## Tasks to perform:
• 1. Render the sentence "Throughout Scripture self-gratification is denounced." from the blog post on masturbation and Scripture into Spanish.
• 2. For each statement below, state whether the blog post on masturbation and Scripture agrees with it, answering yes or no and quoting the deciding words: (a) Scripture specifically addresses masturbation. (b) Sex is described as a desire rather than a need. (c) Scripture is said to offer only two alternatives to the problem.
• 3. Extend the blog post on masturbation and Scripture past its final line.

## Passage:
————
This Sunday,  I shared in church my struggle with porn and masturbation and WOW! God is really moving in this initiative and ministry. A special thanks to Pastor Linda for according me such honor.

Masturbation isn’t specifically addressed in Scripture, the Bible gives us principles for leading a pure and holy life that clearly point to the wrongness of it.

Proper Sex

The first and most obvious reason that masturbation is wrong is because it goes against God’s purpose for sex. Although our society has perverted sex to the extent that it has become a self-centered act, God created it to be a function of marriage. There is no room for sex outside of marriage.

Worldly minded teachers tell us though, that we have pent-up desires that must be “relieved.” They say that God created us to need sex and wouldn’t expect us to go without it. What they don’t realize is that sex is a desire that God gave us; not a need. People who have learned to walk in the Spirit, have been overcoming these desires for thousands of years.

Also, Paul gave the answer to this problem when he said “if they cannot control themselves, they should marry, for it is better to marry than to burn with passion.” It is clear by his words here that Scripture gives only two alternatives to this problem. The person must either exercise self control or they must marry. God doesn’t allow sin as a third alternative.

Feeding the Flesh

Another reason we know that masturbation is wrong is because it is another form of self-gratification. Throughout Scripture self-gratification is denounced. Over and over again we are told how important it is that we don’t allow the flesh to dominate our thinking or our actions. The following verses are but two that deal with this:

For the mind set on the flesh is death, but the mind set on the Spirit is life and peace, because the mind set on the flesh is hostile toward God; for it does not subject itself to the law of God, for it is not even able to do so; and those who are in the flesh cannot please God. (Romans 8:6-8)

But I say, walk by the Spirit, and you will not carry out the desire of the flesh. For the flesh sets its desire against the Spirit, and the Spirit against the flesh; for these are in opposition to one another, so that you may not do the things that you please…

Now the deeds of the flesh are evident, which are: immorality, impurity, sensuality, idolatry… (Galatians 5:16-20)

Why is masturbation a sin? It is a sin because when we masturbate we “gratify the desires of the flesh,” which we would not do if we were walking in and living by the Spirit. Let us make this point clear. If we are walking in the Spirit and living by faith, we will not gratify the lusts of the flesh.

“So whatever you believe about these things keep between yourself and God. Blessed is the man who does not condemn himself by what he approves. But the man who has doubts is condemned if he eats, because his eating is not from faith; and everything that does not come from faith is sin.” Romans 14:22-23

Masturbation is a sin because it does not come from faith. I cannot believe the promises of God to supply my every need (Phil. 4:19), to make a way out of every temptation (1 Corinthians 10:13), to keep me from falling (Jude 24), and fall to self-gratification at the same time. Masturbation is not of faith, therefore it is sin.

I trust that this article will get through to someone as it did for me.
i-Stopped.
  1. Alexx Ciru Ndegwa
    April 18, 2011 at 1:59 pm

    Hey..

    That was powerful testimony you gave at Mavuno…Brave in fact..
————
## Rows:
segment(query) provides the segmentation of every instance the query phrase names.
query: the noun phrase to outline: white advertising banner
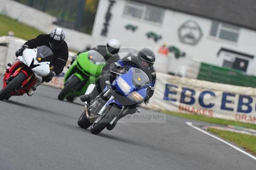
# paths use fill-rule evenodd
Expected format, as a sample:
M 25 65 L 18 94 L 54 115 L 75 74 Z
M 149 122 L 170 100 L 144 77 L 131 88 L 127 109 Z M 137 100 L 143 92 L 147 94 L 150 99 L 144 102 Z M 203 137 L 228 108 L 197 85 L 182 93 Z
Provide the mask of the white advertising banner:
M 145 107 L 256 124 L 256 89 L 157 73 Z

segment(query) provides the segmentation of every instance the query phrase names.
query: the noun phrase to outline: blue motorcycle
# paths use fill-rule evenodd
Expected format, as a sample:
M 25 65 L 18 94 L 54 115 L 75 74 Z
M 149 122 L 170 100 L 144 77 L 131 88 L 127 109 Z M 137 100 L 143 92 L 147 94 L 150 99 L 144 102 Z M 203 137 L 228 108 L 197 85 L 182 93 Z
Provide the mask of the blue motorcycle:
M 130 114 L 131 106 L 137 106 L 143 102 L 150 86 L 148 77 L 140 69 L 132 67 L 122 74 L 111 72 L 117 75 L 116 78 L 112 84 L 109 81 L 106 81 L 105 89 L 90 106 L 84 102 L 85 110 L 78 121 L 78 125 L 82 128 L 87 129 L 91 126 L 90 131 L 94 134 L 106 127 L 110 130 L 113 129 L 113 124 Z M 89 94 L 95 86 L 89 85 L 85 94 Z M 133 109 L 140 112 L 137 107 Z

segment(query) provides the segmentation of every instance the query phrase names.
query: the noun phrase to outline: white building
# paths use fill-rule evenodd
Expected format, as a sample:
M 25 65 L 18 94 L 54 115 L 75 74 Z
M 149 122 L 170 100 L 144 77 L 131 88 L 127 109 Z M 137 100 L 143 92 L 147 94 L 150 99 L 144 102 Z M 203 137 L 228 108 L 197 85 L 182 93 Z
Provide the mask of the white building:
M 173 73 L 193 60 L 256 75 L 256 23 L 250 20 L 254 14 L 248 19 L 250 9 L 243 9 L 256 3 L 249 0 L 232 5 L 233 1 L 100 0 L 92 35 L 99 43 L 116 37 L 123 47 L 151 48 L 157 54 L 157 69 L 162 72 Z M 111 17 L 106 36 L 102 36 L 108 13 Z M 137 29 L 127 29 L 129 24 Z M 149 32 L 162 38 L 155 42 L 147 37 Z M 164 43 L 185 51 L 186 57 L 176 59 L 158 54 Z

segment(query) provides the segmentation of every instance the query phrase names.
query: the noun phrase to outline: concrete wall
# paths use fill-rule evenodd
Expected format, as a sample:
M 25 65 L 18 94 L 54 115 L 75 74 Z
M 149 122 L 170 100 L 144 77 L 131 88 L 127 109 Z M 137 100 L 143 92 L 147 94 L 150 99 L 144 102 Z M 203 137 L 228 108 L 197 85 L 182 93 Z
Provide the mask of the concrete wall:
M 169 10 L 165 10 L 162 24 L 156 24 L 134 18 L 131 18 L 123 14 L 125 0 L 116 0 L 113 5 L 111 13 L 112 17 L 110 21 L 108 33 L 107 38 L 101 35 L 105 21 L 105 16 L 108 8 L 108 0 L 101 0 L 99 6 L 96 21 L 93 32 L 94 38 L 102 40 L 102 41 L 111 37 L 116 37 L 122 42 L 123 46 L 140 49 L 143 47 L 149 47 L 157 53 L 159 47 L 163 43 L 168 45 L 174 45 L 186 52 L 188 57 L 186 60 L 176 60 L 170 56 L 171 63 L 166 66 L 166 58 L 158 55 L 157 59 L 156 67 L 161 69 L 163 67 L 177 67 L 183 64 L 186 61 L 198 60 L 217 65 L 220 65 L 222 58 L 217 57 L 217 53 L 221 48 L 244 52 L 256 55 L 255 42 L 256 32 L 248 29 L 241 28 L 238 42 L 237 43 L 227 40 L 217 39 L 209 35 L 212 20 L 197 16 L 189 15 Z M 178 30 L 180 26 L 189 20 L 197 22 L 203 32 L 203 37 L 198 43 L 192 46 L 181 43 L 178 36 Z M 138 29 L 133 32 L 127 31 L 125 26 L 131 24 L 138 27 Z M 152 39 L 148 39 L 145 34 L 153 31 L 163 36 L 162 40 L 157 43 Z M 250 62 L 247 73 L 256 75 L 255 59 Z M 175 69 L 172 69 L 175 70 Z

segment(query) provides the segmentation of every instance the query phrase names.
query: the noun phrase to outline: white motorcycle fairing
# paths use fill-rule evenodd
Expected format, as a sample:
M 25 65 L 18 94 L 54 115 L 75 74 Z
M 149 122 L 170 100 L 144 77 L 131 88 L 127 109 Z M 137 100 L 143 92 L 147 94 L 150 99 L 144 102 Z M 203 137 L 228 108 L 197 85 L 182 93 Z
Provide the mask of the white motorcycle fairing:
M 35 49 L 25 49 L 22 56 L 17 58 L 16 61 L 20 61 L 30 68 L 33 71 L 36 78 L 40 82 L 43 77 L 47 76 L 50 73 L 50 62 L 38 62 L 36 60 L 37 50 Z

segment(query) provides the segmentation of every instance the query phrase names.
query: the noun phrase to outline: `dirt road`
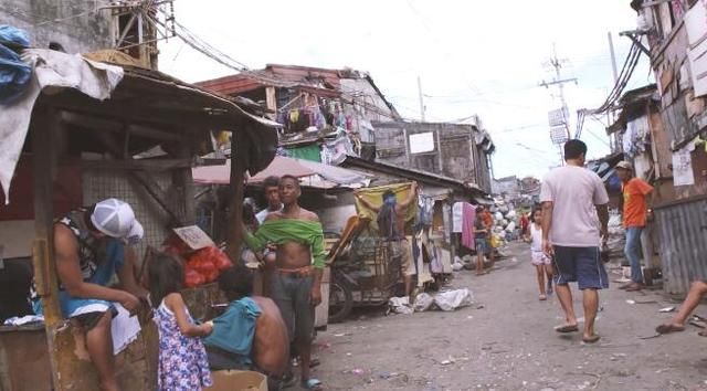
————
## Answers provided:
• 1. A lo largo de las Escrituras se denuncia la autogratificación.

• 2.
(a) No: "Masturbation isn’t specifically addressed in Scripture"
(b) Yes: "sex is a desire that God gave us; not a need"
(c) Yes: "Scripture gives only two alternatives to this problem"

• 3.
    When Pastor Linda call upon the speaker to talk about his addiction to masturbation and porn, where I sat, there was a collective gasp..and jaws remained on the ground as you testified..

    What I found absolutely profound was your eloquence and ease at which you tackled a topic that in Kenya is never talked about..shunned even..

    Your straight to the point attitude and brazen application of the facts soon got some of the jaws of the ground and I could hear some sighs of acknowledgement to the fact that this is a reality we (Kenyans)do not want to deal with..

    So, Keep up the great work..and thanx..for you bravery!!!

    • April 19, 2011 at 10:04 am

      Hey Alexx,
      Thanks for the encouragement and compliment. Glory goes back to the good name of the Lord for touching lives through my testimony, honesty and courage. Many people do not speak about this evil but I know God will do a great work in Africa through this ministry. I will visit all churches in Kenya is possible to share my testimony. Spread the word, Asante kwa Baraka n God bless you as well. Kindly frequent the blog and keep encouraging those in this tough journey.

  2. lucy
    April 19, 2011 at 1:07 pm

    hey,
    Thanks for sharing. The testimony was astounding. My story is this. For me masturbation began when i wz a baby. i cn rem from 4yrs. I noted also not only me but my cousins of the same age, even my sisters much older. It wz nt bcoz any of us were molestd, i think it wz kids bn kids. The problem came, as i grew up i got exposed to Porn from my friends hs in class 7. My friends parents used to watch at night and their daughter in class 5 got a hand of it n we decided to see wat they were watching. Ofcourse till today such scenes are still very clear in my mind. Pliz parents don’t expose ur kidz to such. Nway, i still struggle with it.

    I had quit for sometime b4 i got involved with a guy lst yr and it got physical. I finally broke it off and we no longer communicate. From my observation when i get immersed in the word and don’t watch movies, series that hv sexual scenes, i overcome. However when i immerse myself in series with such scenes or make out with a guy(which for now i don’t do), it affects me.

    Do u think i still need help, or cn i jst overcome it on my own. I mean i cn quit watching such series so why tell anyone? I say this coz no one else knows about it. I feel it’s easier for guyz to reveal they hv masturbation issues as it’s expected of them. However as ladies am yet to come across one who openly says, I have this specific problem. One may say they slp around, or drink bt never this issue. Help

    • April 19, 2011 at 4:54 pm

      Hey Lucy,
      Wow, first of all let me apologise for what you were exposed to at such an early stage on behalf of those that did. I have come across several women who more boldly than men, declare that they have beaten this bondage. I have one quote for you in 1 Cor 10, “..be careful when you think you can stand, lest you fall.”

      One important lesson I have learnt about sexual bondage is that you cannot do it alone and it flares in secrecy and solitude. You need a band of sisters to walk with you through the battles of life, a life line to call upon after prayer to keep you accountable for your actions. David had an army of knights, Moses had Aaron and Joshua, Jesus had his disciples.

      From your comment, I can tell You are a strong woman but you cannot beat life alone. God is there to assist in all situation (He will take you through this) but you need REAL friends to pull you up when you fall and fortify the walk.

    • December 26, 2011 at 3:35 am

      Hey Lucy,

      I don’t know if you’ll see this comment, but it is true that you cannot do this alone, it WILL thrive in darkness. Feel free to email me, I will be there every step of the way for you if you need it.

  3. Mossana
    April 19, 2011 at 3:53 pm

    Thanks so much for sharing your story on Sunday it was fearless and honest. That was what we call fearless influencing and i am proud to know you.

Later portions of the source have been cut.